> ACTIVITY
The records below are to be restated word for word; their pictures are not.

(Data records)
- Opening Delimiter -

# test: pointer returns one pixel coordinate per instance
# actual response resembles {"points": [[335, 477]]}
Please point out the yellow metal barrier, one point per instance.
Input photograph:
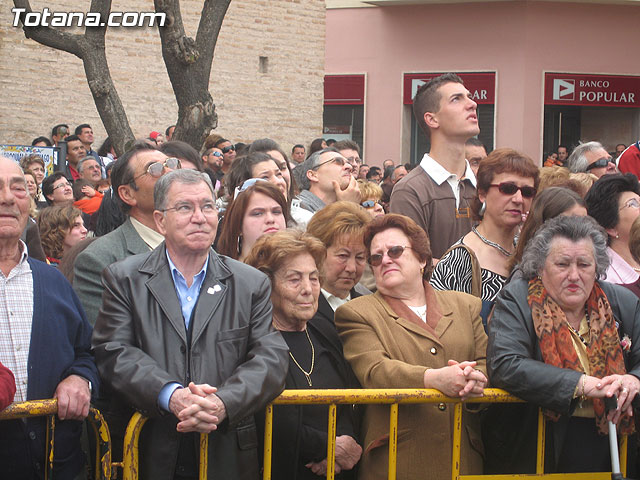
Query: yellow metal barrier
{"points": [[395, 397], [39, 408], [392, 397]]}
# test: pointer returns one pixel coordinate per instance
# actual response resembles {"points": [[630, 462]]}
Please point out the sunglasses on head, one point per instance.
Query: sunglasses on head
{"points": [[228, 149], [600, 163], [509, 188], [157, 168], [394, 252]]}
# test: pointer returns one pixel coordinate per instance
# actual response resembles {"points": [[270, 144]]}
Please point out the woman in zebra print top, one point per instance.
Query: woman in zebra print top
{"points": [[506, 184]]}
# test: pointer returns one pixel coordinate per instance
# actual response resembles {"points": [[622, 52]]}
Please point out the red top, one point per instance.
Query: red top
{"points": [[629, 161]]}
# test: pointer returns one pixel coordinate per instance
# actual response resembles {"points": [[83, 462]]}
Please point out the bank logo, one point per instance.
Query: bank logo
{"points": [[564, 89]]}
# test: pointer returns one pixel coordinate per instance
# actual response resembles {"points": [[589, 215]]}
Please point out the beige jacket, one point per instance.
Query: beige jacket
{"points": [[388, 351]]}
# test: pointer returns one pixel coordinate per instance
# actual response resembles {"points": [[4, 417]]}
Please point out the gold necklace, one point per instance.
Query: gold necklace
{"points": [[313, 360]]}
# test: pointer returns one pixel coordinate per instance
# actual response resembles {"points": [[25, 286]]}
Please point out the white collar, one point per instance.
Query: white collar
{"points": [[439, 174]]}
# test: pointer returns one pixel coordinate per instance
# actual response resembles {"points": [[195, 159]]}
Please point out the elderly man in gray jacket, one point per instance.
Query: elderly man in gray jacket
{"points": [[184, 335]]}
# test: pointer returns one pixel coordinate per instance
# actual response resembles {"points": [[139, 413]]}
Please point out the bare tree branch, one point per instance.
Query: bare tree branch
{"points": [[188, 64], [49, 36]]}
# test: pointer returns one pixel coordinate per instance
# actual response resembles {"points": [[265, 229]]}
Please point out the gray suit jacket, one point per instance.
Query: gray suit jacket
{"points": [[123, 242], [140, 344]]}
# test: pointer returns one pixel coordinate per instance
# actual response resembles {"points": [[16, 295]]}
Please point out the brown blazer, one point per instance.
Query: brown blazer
{"points": [[388, 351]]}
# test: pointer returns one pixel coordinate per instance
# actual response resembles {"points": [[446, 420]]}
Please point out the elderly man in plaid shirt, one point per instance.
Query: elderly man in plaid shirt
{"points": [[44, 340]]}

- Closing Delimiter -

> EXPECTED OUTPUT
# test: pointer returns one pixel coordinate per instance
# actual response resembles {"points": [[335, 477]]}
Please point out the yellow metal barrier, one point per instance.
Input photograph:
Query: yellow metal barrier
{"points": [[395, 397], [39, 408], [392, 397]]}
# test: pointer returns one pixel coordinate per instance
# actual response resembles {"points": [[630, 462]]}
Please point out the sunglasses on head, one point per instance.
Query: sunglasses on head
{"points": [[228, 149], [600, 163], [509, 188], [157, 168], [394, 252]]}
# test: pointer returns one pixel coordinate per instance
# actual response resembles {"points": [[270, 144]]}
Please point out the woman in zebra print top, one point per instance.
Query: woman in zebra print top
{"points": [[506, 184]]}
# test: pointer returns one pixel coordinate per instance
# actual response resembles {"points": [[622, 52]]}
Please point out the red top, one point per instance.
Query: red top
{"points": [[629, 161]]}
# test: pointer returns one pixel coordinate per instance
# actual response resembles {"points": [[83, 462]]}
Please point out the bank logo, one point per instance.
Query: bank logo
{"points": [[564, 89]]}
# test: pointer returns one pixel coordinate per instance
# actual response resembles {"points": [[589, 215]]}
Please point out the beige jacket, one point per instance.
Query: beige jacket
{"points": [[388, 351]]}
# test: pointer returns one pixel coordinate per instance
# actual response resembles {"points": [[4, 417]]}
Please point out the gold necklace, one point per instance.
Query: gold necklace
{"points": [[313, 360]]}
# test: pointer returns one pixel coordinate per instance
# actual response resembles {"points": [[25, 286]]}
Please point out the white collar, one point per instance.
Query: white collar
{"points": [[439, 174]]}
# test: pointer returns one pixel coordinate per instance
# actual response resembles {"points": [[195, 159]]}
Please point out the elderly man in gray jacket, one point per instance.
Query: elderly man in gray jacket
{"points": [[184, 335]]}
# test: pointer returns one pixel coordinate per instance
# actual response resembles {"points": [[139, 413]]}
Please point out the bare tree branch, one point per instance.
Query: bare tree branch
{"points": [[188, 64], [49, 36]]}
# test: pointer returns one pixel coordinate per instance
# actual response resembles {"points": [[265, 229]]}
Please point out the gray suit jacket, one point per instance.
Query: gray suit jacket
{"points": [[123, 242], [140, 344]]}
# test: pointer returns one pixel coordinate per instance
# actual response resembles {"points": [[16, 295]]}
Please point out the brown blazer, one point per instance.
Query: brown blazer
{"points": [[388, 351]]}
# test: pointer returns one pixel coordinate per instance
# actual response resembles {"points": [[446, 420]]}
Please point out the elderly man in plaid shirt, one point per instance.
Query: elderly man in plaid shirt
{"points": [[44, 340]]}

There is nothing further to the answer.